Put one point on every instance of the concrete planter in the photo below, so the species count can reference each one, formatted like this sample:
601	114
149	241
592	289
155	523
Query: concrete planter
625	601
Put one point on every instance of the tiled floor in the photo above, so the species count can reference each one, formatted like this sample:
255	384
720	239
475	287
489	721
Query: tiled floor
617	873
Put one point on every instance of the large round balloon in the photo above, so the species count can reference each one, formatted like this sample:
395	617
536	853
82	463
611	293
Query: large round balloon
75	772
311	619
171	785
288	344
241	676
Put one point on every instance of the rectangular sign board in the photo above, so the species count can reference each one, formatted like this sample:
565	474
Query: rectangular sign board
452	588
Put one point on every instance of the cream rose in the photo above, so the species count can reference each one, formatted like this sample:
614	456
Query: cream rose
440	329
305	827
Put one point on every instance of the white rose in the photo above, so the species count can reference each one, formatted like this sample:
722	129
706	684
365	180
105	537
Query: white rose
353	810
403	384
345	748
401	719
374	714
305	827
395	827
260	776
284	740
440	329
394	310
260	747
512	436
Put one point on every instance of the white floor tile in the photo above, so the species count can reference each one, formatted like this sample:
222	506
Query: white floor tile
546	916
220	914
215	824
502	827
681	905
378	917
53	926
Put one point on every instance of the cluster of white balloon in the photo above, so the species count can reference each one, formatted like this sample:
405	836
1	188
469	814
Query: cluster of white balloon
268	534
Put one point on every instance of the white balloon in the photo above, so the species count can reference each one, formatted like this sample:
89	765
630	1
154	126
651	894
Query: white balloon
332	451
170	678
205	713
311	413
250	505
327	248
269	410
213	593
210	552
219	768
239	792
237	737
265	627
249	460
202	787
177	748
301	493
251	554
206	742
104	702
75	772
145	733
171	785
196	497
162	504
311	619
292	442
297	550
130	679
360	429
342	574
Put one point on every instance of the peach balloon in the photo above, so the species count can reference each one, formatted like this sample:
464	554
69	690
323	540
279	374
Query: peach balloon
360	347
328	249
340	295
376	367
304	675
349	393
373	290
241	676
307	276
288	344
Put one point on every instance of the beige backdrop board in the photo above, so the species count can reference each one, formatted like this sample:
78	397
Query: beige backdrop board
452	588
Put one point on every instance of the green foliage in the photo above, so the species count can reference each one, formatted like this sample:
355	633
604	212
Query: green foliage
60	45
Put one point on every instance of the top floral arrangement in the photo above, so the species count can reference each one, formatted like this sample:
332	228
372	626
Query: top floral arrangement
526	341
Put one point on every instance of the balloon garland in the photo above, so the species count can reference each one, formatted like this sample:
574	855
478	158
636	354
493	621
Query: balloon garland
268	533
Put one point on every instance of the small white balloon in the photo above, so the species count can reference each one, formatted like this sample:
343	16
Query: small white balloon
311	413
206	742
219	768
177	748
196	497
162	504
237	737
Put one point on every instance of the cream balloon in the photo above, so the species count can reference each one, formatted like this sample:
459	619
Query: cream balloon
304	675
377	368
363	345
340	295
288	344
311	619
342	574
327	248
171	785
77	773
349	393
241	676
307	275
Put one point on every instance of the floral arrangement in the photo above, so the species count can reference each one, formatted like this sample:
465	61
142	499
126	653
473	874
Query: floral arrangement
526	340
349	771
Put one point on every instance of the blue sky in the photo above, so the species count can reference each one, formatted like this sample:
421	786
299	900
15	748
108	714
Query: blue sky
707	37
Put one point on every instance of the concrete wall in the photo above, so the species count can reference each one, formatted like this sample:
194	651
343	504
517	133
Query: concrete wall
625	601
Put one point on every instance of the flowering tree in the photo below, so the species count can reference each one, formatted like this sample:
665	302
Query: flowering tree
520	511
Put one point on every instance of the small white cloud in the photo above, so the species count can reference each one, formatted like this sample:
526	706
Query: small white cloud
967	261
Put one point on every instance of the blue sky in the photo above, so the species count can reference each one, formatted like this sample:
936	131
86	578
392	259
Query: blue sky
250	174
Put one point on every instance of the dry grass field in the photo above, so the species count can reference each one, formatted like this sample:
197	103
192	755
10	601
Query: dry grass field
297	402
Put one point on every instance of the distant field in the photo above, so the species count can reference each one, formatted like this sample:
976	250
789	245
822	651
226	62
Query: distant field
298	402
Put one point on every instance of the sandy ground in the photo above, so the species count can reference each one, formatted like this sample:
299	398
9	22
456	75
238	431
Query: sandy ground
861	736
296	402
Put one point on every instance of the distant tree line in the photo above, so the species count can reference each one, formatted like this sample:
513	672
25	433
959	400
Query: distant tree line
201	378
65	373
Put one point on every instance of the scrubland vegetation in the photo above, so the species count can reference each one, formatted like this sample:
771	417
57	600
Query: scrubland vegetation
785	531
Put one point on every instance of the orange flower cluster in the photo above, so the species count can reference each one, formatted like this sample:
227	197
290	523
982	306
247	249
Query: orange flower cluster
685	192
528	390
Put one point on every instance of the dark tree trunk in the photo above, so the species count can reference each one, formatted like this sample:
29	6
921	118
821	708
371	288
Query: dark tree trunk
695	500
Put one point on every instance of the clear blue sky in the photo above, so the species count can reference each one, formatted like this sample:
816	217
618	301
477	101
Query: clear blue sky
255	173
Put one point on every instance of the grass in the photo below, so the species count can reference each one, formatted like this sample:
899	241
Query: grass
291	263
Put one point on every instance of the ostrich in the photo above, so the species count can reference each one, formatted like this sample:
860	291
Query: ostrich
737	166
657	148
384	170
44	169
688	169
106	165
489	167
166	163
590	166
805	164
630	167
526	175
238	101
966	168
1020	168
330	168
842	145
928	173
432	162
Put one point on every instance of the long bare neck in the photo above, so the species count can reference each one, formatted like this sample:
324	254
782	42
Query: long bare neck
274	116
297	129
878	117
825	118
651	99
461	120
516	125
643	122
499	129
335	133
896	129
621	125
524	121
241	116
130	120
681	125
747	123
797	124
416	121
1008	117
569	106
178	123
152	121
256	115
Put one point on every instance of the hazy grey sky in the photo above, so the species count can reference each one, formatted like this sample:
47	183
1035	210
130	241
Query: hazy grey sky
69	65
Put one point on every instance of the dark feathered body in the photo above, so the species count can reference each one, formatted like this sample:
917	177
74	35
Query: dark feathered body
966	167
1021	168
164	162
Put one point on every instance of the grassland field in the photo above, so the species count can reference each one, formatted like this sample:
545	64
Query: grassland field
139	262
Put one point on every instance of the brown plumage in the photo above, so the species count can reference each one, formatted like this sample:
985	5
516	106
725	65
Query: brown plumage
---+---
**Direction:** Using the material above, print every entry exactly as written.

**Finished task:**
Put one point on every instance of the concrete planter in the photo below, so the species count can reference each one, formatted like this sample:
601	114
149	241
592	289
155	523
Query: concrete planter
625	601
Put one point on every instance of the tiled floor in the photo above, so the species count can reference each one, formatted like this sample:
255	384
720	239
475	287
489	721
Query: tiled floor
617	873
Put one point on every instance of the large round balloon in the photo above, so the species count can reference each one, formatted like this sample:
395	617
536	853
82	463
611	293
Query: large round balloon
75	772
311	619
171	785
288	344
241	676
Put one point on every instance of the rectangular sign board in the photo above, so the species count can reference each one, formatted like this sample:
565	474
Query: rectangular sign board
452	588
Put one point on every instance of the cream rose in the photo above, so the species count can reference each one, formatted like this sample:
614	456
Query: cream rose
440	329
305	827
Put one point on every instance of the white rose in the photo above, so the species count can reference each one, formatted like this sample:
722	129
706	684
365	180
105	537
Query: white rose
353	810
403	384
345	748
401	719
374	714
305	827
395	827
260	776
284	740
440	329
394	310
260	747
512	436
Put one point on every instance of the white floor tile in the photo above, so the species count can reference each one, formatted like this sample:
222	506
Query: white floor tile
546	916
220	914
215	824
502	827
681	905
378	917
53	926
Put one point on every instance of the cluster of white balloon in the photo above, so the species count can reference each one, formatted like this sample:
405	836
1	188
469	814
Query: cluster of white balloon
268	534
Put one point on every instance of the white balloon in the photo above, so the species count can reference each one, formatted like this sample:
89	765
630	1
154	126
651	894
Query: white balloon
332	451
170	678
205	713
311	413
250	505
327	248
269	410
213	593
210	552
219	768
239	792
237	737
265	627
249	460
202	787
177	748
301	493
251	554
206	742
104	702
75	772
145	733
171	785
196	497
162	504
311	619
292	442
297	550
130	679
360	429
342	574
Put one point on every instance of the peach balloon in the photo above, so the species count can reference each one, formatted like this sample:
464	554
69	690
323	540
279	374
Query: peach balloon
360	347
328	249
340	295
376	367
304	675
349	393
373	290
241	676
307	276
288	344
Put one point on every instance of the beige backdrop board in the photo above, so the species count can reference each one, formatted like this sample:
78	397
Query: beige backdrop board
452	588
Put one point on every instance of the green foliage in the photo above, so the species count can reference each one, formatted like this sample:
355	633
604	212
Query: green foliage
60	45
Put one point on every instance of the top floral arrangement in the photo above, so the species count can reference each one, formatted like this sample:
332	228
372	626
Query: top floral arrangement
526	341
Put one point on every instance of the balloon garland in the photo above, so the species count can reference each one, formatted like this sample:
574	855
478	158
636	354
493	621
Query: balloon garland
268	533
Put one point on every instance of the small white balloon in the photo above, so the species count can reference each one, formatted like this sample:
343	16
Query: small white balloon
311	413
206	742
219	768
177	748
196	497
162	504
237	737
Put one point on every instance of the cream balloon in the photo above, so the species count can reference each one, formatted like this sample:
459	619
Query: cream balloon
304	675
377	368
363	345
340	295
288	344
311	619
342	574
327	248
171	785
77	773
349	393
241	676
307	275
Put one point on every instance of the floral arrangement in the photo above, so the species count can reference each one, formatted like this sample:
465	61
142	499
126	653
473	874
Query: floral arrangement
526	340
349	771
Put one point on every instance of the blue sky in the photo above, so the species count can reference each one, formatted like this sample:
421	786
299	900
15	748
108	714
Query: blue sky
707	37
Put one point on every instance of the concrete wall in the photo above, so the species count can reference each one, formatted like this sample:
194	651
343	504
517	133
Query: concrete wall
625	601
Put one point on every instance of the flowering tree in the photo below, so the species count can reference each one, formatted like this sample:
665	302
Query: flowering tree
520	511
Put one point on every instance of the small white cloud in the photo above, so the species count can reference each one, formatted like this sample:
526	706
Query: small white cloud
967	261
Put one point on every instance of the blue sky in the photo above, so the species count can reference each one, formatted like this sample:
936	131
86	578
392	259
Query: blue sky
250	174
Put one point on every instance of the dry grass field in the photo above, so the species count can reference each one, formatted like this sample:
197	103
192	755
10	601
Query: dry grass field
297	402
Put one point on every instance of the distant field in the photo above, so the species count can reference each one, formatted like this sample:
976	250
789	245
822	651
226	62
Query: distant field
298	402
Put one point on every instance of the sandy ground in the photo above, so the species count can reference each one, formatted like this sample:
299	398
9	22
456	75
238	431
Query: sandy ground
861	736
296	402
Put one point on every instance of the distant tree line in the photo above, so the species count can reference each one, formatted like this sample:
513	672
25	433
959	400
Query: distant tree line
201	378
65	373
Put one point on every instance of the scrubland vegetation in the photo above, so the species count can reference each one, formatted like this sample:
771	417
57	600
Query: scrubland vegetation
785	531
Put one point on every instance of the orange flower cluster in the photo above, so the species count can reference each one, formatted like this sample:
227	197
290	523
982	306
247	249
Query: orange flower cluster
685	192
528	390
Put one point on every instance of the dark tree trunk in the photo above, so the species count can reference each one, formatted like this sample:
29	6
921	118
821	708
371	288
Query: dark tree trunk
695	500
Put one point on every instance of the clear blue sky in the photo above, so the species count can reference each one, formatted like this sample:
816	217
618	301
477	101
Query: clear blue sky
255	173
Put one point on every instance of the grass in the photo below, so the species count can reference each one, formatted like this sample:
899	241
Query: grass
291	263
Put one point on every instance of the ostrich in the photo above, so the species count can reference each one, formatted like this sample:
860	291
Query: ostrich
737	166
657	148
384	170
44	169
688	169
106	165
489	167
166	163
590	166
805	164
630	167
526	175
238	101
966	168
1020	168
330	168
842	145
928	173
432	162
Put one point on every instance of the long bare neck in the photo above, so the species count can reference each one, formatted like this sample:
324	254
782	42
Query: long bare neck
274	116
297	129
878	117
825	118
651	99
461	120
516	125
643	122
499	129
335	133
896	129
621	125
524	121
241	116
130	120
681	125
747	123
797	124
416	121
1008	117
569	106
178	123
152	121
256	115
Put one point on every instance of the hazy grey sky in the photo above, so the species count can reference each one, formatted like this sample:
47	183
1035	210
130	241
Query: hazy grey sky
69	65
Put one point on every instance of the dark feathered body in the photo above, so the species count can reference each one, formatted like this sample:
917	177
74	35
Query: dark feathered body
966	167
1021	168
164	162
Put one point on every instance of the grassland field in the photo above, so the species count can reference each one, formatted like this sample:
545	64
Query: grassland field
139	262
Put one point on every instance of the brown plumage in the photo above, so the species count can reference each one, formatted like this sample:
985	5
516	106
725	65
Query: brown plumage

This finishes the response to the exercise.